- _Problem to solve_
Count the lines in the entries below that contain the string "green", treating uppercase and lowercase letters as different. Give only that number.
━━━━━ Data supplied ━━━━━
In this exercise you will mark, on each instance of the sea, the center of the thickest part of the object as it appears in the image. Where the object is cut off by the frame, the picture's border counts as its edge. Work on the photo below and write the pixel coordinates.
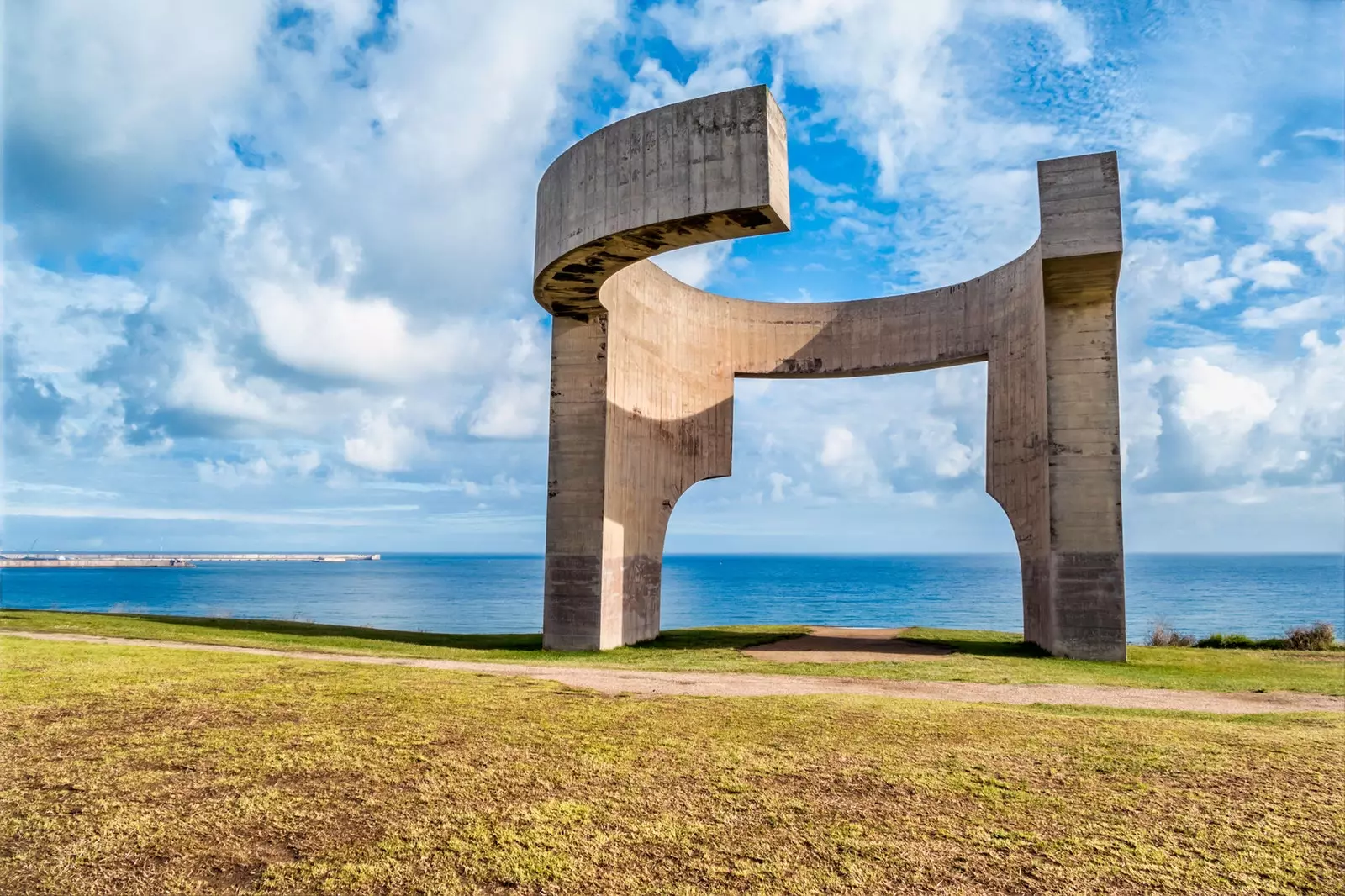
(1258, 595)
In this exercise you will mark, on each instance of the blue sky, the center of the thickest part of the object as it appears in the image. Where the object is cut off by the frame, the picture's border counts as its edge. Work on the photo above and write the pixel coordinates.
(266, 266)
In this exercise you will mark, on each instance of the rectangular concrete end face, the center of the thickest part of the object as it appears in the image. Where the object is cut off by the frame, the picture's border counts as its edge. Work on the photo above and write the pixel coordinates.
(1080, 228)
(690, 172)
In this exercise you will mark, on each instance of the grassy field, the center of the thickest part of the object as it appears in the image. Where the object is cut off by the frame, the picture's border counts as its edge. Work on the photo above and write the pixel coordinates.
(985, 656)
(132, 770)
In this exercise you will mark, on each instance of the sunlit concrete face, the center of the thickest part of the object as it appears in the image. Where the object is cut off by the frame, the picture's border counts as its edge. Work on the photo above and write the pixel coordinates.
(643, 365)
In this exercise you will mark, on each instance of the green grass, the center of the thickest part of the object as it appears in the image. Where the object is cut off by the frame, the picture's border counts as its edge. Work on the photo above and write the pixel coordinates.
(979, 656)
(143, 771)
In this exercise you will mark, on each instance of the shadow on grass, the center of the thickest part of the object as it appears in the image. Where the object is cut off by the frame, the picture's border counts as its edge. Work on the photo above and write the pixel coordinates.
(728, 636)
(979, 643)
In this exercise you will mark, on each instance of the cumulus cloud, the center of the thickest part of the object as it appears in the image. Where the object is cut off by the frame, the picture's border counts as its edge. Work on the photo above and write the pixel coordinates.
(1308, 311)
(383, 443)
(1177, 215)
(1322, 233)
(1254, 262)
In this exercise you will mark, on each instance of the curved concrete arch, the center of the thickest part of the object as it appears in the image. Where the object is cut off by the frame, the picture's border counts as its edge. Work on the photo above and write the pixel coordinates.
(643, 365)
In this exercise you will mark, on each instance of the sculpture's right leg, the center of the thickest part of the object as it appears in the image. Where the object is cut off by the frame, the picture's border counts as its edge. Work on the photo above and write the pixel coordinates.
(575, 492)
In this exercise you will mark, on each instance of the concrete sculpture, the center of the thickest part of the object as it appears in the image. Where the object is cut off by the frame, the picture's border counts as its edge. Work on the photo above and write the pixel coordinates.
(643, 365)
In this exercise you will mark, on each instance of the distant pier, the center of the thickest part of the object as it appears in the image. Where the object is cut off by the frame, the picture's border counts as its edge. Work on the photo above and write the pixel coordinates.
(104, 561)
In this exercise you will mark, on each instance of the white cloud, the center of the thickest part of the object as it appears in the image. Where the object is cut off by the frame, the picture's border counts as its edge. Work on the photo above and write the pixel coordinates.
(232, 475)
(1168, 152)
(1300, 313)
(383, 444)
(696, 266)
(1335, 134)
(1176, 215)
(1322, 232)
(1253, 262)
(1200, 280)
(815, 186)
(513, 409)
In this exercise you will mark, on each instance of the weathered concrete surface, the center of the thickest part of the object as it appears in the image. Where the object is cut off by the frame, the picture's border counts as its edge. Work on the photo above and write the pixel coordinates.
(663, 683)
(643, 365)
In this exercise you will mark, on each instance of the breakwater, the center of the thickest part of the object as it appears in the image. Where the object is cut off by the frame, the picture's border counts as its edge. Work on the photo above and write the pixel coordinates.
(105, 561)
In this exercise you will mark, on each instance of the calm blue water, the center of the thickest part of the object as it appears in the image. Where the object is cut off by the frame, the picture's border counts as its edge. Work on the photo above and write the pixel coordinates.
(1257, 595)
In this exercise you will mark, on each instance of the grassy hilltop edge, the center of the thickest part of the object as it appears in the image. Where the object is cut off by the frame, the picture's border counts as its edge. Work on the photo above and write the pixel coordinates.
(978, 656)
(141, 771)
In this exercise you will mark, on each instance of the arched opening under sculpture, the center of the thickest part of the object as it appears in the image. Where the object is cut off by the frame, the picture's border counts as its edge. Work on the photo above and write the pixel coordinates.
(887, 472)
(643, 366)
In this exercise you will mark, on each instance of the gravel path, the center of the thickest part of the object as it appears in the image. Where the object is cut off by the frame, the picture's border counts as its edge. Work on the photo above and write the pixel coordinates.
(615, 681)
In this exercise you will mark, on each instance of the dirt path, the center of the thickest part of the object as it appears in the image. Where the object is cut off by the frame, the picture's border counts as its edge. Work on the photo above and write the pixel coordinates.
(615, 681)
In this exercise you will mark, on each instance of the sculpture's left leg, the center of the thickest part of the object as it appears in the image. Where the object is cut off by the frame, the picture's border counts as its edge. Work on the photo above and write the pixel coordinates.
(1080, 249)
(669, 425)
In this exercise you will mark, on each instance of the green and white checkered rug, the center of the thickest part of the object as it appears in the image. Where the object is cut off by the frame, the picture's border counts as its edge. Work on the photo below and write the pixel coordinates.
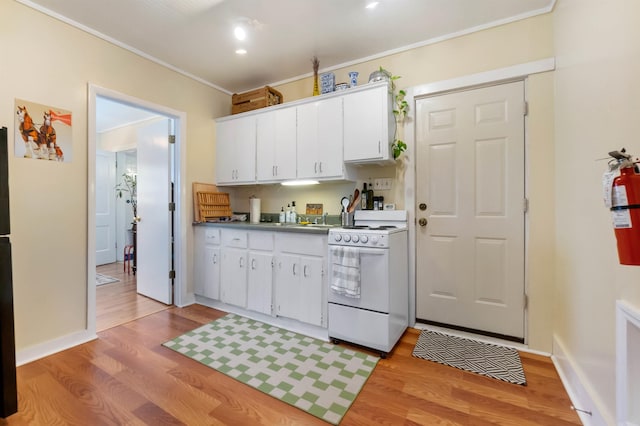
━━━━━
- _Solution for this task_
2